Assigned task » Whenever a line in the listing below holds the string "painted", include it in the count. Say how many such lines there are and nothing more.

Data for analysis »
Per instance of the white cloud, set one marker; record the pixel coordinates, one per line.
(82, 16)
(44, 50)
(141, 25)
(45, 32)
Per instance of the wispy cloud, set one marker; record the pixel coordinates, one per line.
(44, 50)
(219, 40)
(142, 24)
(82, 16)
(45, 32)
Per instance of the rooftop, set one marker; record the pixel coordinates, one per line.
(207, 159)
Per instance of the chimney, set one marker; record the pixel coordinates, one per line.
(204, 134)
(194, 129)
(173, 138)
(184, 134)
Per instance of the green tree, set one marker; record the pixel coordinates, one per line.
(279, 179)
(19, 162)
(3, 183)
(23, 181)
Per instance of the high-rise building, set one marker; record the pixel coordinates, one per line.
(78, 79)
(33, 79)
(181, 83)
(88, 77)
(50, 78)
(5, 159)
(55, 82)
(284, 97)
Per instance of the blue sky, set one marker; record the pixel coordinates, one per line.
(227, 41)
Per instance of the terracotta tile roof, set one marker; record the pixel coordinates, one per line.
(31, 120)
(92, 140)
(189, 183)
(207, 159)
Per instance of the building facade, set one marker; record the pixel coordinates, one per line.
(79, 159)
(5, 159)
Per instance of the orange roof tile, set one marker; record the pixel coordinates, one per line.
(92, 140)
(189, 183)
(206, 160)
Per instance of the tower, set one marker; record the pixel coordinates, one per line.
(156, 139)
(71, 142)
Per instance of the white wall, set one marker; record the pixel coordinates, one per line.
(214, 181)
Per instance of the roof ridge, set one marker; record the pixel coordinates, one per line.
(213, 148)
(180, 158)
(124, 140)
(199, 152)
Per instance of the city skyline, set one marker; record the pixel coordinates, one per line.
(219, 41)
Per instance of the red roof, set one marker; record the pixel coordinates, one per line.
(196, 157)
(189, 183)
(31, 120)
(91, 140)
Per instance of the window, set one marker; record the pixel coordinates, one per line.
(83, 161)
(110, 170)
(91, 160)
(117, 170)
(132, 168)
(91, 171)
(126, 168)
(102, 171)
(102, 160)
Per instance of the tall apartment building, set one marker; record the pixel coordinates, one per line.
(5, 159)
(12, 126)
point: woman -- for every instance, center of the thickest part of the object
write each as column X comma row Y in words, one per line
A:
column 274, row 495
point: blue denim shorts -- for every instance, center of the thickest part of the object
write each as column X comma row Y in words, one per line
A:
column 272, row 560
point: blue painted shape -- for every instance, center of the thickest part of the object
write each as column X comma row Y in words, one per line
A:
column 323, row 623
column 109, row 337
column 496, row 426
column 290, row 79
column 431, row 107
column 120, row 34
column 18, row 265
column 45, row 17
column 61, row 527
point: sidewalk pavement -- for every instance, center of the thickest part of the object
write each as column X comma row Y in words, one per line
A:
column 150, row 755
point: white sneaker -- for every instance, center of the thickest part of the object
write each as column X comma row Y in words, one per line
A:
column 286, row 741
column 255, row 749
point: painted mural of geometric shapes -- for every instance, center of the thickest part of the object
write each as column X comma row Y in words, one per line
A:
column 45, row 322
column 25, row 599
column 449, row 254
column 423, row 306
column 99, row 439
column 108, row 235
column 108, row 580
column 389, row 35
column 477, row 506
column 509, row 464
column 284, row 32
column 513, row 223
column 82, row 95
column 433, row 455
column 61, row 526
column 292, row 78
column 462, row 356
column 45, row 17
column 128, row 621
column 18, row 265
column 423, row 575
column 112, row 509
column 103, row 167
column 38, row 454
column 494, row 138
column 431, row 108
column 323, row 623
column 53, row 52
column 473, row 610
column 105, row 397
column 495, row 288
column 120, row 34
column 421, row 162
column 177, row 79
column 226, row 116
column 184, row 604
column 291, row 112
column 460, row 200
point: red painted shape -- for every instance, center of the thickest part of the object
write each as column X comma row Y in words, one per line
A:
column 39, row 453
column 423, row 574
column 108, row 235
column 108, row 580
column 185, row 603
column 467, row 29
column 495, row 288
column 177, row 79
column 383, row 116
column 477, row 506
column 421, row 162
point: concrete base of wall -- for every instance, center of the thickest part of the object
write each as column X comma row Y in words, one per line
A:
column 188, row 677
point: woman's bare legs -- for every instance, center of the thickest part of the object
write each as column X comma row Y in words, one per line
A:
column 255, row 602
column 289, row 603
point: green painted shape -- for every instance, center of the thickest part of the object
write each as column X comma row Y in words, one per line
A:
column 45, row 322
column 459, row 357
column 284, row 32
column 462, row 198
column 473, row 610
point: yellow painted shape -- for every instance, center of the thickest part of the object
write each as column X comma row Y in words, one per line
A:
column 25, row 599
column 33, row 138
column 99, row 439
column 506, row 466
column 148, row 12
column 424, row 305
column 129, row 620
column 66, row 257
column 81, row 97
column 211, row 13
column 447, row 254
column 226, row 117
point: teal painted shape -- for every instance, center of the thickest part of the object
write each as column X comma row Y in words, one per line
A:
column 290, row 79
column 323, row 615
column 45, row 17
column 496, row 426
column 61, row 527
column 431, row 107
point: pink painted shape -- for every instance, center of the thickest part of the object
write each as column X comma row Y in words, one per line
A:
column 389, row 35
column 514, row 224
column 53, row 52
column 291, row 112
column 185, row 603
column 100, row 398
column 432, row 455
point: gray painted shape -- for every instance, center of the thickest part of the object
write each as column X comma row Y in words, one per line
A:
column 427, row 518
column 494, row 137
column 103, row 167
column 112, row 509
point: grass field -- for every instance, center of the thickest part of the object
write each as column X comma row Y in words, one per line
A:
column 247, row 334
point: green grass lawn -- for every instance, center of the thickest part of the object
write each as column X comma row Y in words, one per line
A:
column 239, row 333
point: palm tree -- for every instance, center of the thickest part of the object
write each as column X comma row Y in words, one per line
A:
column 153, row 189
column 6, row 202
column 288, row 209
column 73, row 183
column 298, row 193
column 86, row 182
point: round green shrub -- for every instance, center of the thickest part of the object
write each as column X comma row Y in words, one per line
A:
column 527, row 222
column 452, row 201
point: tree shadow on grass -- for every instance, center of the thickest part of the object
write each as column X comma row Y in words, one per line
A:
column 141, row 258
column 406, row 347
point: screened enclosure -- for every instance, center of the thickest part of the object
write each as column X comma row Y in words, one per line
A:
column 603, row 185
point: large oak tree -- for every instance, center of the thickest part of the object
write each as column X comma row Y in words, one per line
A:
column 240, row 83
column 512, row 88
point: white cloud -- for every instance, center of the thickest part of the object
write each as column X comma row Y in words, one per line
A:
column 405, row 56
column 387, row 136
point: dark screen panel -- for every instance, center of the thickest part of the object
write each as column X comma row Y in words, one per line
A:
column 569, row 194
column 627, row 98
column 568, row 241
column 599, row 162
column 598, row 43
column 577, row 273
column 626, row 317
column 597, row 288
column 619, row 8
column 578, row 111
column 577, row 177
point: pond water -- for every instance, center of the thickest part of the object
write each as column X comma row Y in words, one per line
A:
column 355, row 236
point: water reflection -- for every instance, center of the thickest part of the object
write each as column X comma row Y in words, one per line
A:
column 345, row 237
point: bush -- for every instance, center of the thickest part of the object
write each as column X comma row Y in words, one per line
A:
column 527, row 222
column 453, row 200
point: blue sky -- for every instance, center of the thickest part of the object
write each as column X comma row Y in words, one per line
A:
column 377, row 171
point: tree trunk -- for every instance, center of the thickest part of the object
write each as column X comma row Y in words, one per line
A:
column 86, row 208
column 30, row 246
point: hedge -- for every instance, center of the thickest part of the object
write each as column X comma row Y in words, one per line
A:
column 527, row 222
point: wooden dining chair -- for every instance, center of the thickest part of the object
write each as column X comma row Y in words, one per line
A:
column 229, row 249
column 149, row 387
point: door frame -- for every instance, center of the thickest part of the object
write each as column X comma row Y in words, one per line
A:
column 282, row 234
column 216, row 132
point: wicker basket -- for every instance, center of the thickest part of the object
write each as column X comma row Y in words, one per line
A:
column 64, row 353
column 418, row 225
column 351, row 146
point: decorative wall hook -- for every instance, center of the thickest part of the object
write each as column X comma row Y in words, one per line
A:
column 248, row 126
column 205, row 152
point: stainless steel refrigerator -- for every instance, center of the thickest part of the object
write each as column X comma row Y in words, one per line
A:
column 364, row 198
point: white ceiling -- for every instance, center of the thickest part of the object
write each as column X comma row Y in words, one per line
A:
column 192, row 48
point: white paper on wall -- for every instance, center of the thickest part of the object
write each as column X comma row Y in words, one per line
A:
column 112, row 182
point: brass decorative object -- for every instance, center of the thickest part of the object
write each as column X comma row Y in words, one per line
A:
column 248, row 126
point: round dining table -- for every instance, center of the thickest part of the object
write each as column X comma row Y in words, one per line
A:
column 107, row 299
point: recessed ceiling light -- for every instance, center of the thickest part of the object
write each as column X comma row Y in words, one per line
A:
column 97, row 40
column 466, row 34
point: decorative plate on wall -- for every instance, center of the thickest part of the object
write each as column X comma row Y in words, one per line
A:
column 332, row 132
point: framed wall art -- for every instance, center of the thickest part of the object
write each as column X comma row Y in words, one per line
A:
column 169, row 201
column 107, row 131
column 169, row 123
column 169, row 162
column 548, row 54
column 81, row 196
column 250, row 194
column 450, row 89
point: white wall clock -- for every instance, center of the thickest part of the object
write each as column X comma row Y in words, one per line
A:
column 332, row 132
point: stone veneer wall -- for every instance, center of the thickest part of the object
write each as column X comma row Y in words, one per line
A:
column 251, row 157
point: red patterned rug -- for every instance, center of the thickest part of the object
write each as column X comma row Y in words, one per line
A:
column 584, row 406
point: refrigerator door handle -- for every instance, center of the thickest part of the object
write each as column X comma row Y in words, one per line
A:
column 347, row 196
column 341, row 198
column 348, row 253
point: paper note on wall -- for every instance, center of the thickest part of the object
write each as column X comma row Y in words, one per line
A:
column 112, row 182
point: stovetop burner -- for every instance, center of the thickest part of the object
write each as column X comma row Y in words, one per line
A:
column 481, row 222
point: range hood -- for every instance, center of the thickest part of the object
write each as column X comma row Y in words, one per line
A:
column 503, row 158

Response for this exercise » 8